Brief:
Please copy each line of the data that includes the string "light".

|---|

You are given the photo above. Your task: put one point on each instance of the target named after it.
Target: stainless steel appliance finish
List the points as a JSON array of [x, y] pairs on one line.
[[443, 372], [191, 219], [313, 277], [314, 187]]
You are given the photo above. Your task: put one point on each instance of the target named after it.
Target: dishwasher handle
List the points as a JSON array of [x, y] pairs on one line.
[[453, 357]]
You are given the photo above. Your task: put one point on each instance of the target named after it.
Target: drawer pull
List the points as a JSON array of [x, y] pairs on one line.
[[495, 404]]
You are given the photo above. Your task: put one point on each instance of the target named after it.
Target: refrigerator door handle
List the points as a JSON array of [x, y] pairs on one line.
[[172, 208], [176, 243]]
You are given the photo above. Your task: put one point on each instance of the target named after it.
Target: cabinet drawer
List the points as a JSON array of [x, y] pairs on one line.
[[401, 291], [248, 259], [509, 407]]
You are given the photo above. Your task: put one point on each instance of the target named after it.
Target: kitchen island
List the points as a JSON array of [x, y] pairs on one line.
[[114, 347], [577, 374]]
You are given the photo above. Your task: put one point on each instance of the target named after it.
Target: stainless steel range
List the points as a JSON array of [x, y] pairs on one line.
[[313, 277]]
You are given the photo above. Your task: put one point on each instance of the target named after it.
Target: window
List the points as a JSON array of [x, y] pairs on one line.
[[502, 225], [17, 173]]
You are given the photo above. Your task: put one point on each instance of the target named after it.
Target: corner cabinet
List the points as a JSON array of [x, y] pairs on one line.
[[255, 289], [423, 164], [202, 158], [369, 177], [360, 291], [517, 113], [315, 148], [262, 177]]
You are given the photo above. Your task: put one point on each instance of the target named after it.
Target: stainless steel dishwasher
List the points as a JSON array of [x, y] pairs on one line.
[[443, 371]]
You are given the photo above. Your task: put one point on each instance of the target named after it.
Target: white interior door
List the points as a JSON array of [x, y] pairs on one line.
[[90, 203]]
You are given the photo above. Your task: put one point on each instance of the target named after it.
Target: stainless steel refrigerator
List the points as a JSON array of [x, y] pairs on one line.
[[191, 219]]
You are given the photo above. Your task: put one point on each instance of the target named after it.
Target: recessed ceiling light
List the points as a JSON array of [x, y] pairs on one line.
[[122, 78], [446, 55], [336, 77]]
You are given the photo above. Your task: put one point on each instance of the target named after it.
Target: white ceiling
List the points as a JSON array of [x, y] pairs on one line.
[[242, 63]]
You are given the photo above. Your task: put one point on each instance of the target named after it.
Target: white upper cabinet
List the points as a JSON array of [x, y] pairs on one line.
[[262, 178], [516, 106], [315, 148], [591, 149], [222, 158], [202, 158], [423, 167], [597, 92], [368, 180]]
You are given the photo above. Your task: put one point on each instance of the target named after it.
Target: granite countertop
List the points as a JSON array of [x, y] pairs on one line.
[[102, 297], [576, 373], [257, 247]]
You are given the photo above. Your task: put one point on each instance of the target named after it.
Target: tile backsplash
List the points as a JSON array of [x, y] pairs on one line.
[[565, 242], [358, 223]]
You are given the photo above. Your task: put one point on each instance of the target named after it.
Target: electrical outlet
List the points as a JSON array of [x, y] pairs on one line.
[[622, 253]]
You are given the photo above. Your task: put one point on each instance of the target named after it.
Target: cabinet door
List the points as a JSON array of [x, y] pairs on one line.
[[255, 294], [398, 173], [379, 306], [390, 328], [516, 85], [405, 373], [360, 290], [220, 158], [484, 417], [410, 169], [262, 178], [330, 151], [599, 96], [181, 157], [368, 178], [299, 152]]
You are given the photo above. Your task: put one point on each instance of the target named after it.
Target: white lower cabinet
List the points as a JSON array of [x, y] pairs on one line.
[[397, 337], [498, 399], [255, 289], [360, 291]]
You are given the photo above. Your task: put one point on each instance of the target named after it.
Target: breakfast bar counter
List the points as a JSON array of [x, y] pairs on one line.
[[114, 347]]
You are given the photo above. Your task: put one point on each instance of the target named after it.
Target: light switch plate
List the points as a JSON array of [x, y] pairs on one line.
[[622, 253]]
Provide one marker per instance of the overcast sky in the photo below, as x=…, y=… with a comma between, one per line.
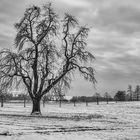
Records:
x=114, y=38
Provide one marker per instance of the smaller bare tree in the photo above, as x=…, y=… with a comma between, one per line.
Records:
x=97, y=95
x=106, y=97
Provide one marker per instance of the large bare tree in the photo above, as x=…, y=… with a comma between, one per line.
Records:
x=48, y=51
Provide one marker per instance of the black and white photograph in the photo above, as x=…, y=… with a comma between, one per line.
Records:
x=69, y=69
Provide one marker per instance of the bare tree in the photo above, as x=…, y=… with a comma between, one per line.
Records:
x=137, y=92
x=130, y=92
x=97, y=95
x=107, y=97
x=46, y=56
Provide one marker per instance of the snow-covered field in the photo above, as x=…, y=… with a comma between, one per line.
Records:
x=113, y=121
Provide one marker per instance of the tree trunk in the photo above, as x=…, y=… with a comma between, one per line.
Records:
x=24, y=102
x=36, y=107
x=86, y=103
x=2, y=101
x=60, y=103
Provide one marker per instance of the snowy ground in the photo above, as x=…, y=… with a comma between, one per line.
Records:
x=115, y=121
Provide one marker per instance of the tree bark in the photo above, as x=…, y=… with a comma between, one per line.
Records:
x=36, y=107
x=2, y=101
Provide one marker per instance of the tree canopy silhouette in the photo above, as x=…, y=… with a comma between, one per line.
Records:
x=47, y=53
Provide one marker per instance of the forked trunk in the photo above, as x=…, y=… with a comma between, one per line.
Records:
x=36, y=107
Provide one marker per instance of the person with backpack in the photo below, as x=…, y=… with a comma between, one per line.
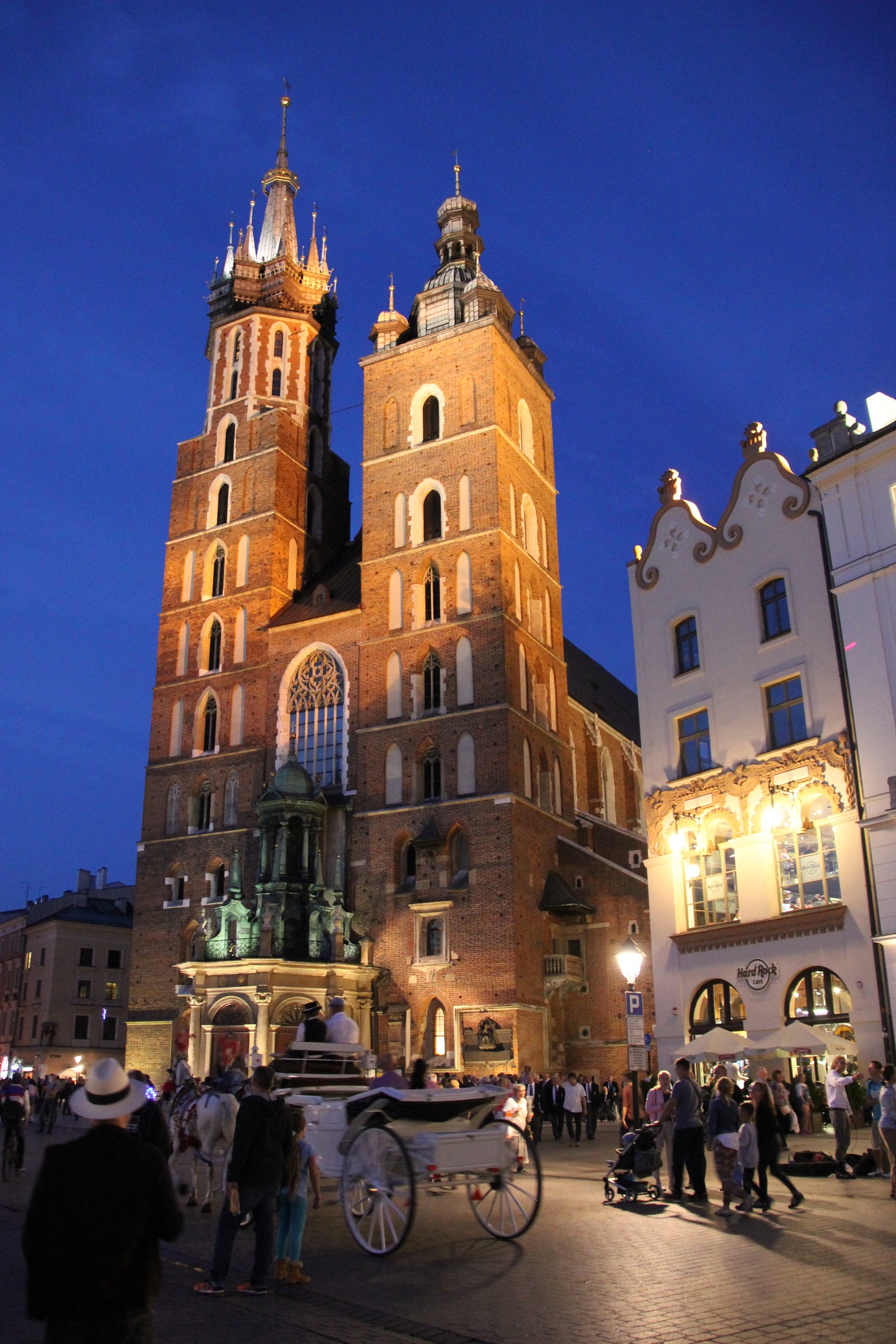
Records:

|---|

Response area:
Target: recessed ceiling light
Target: light switch plate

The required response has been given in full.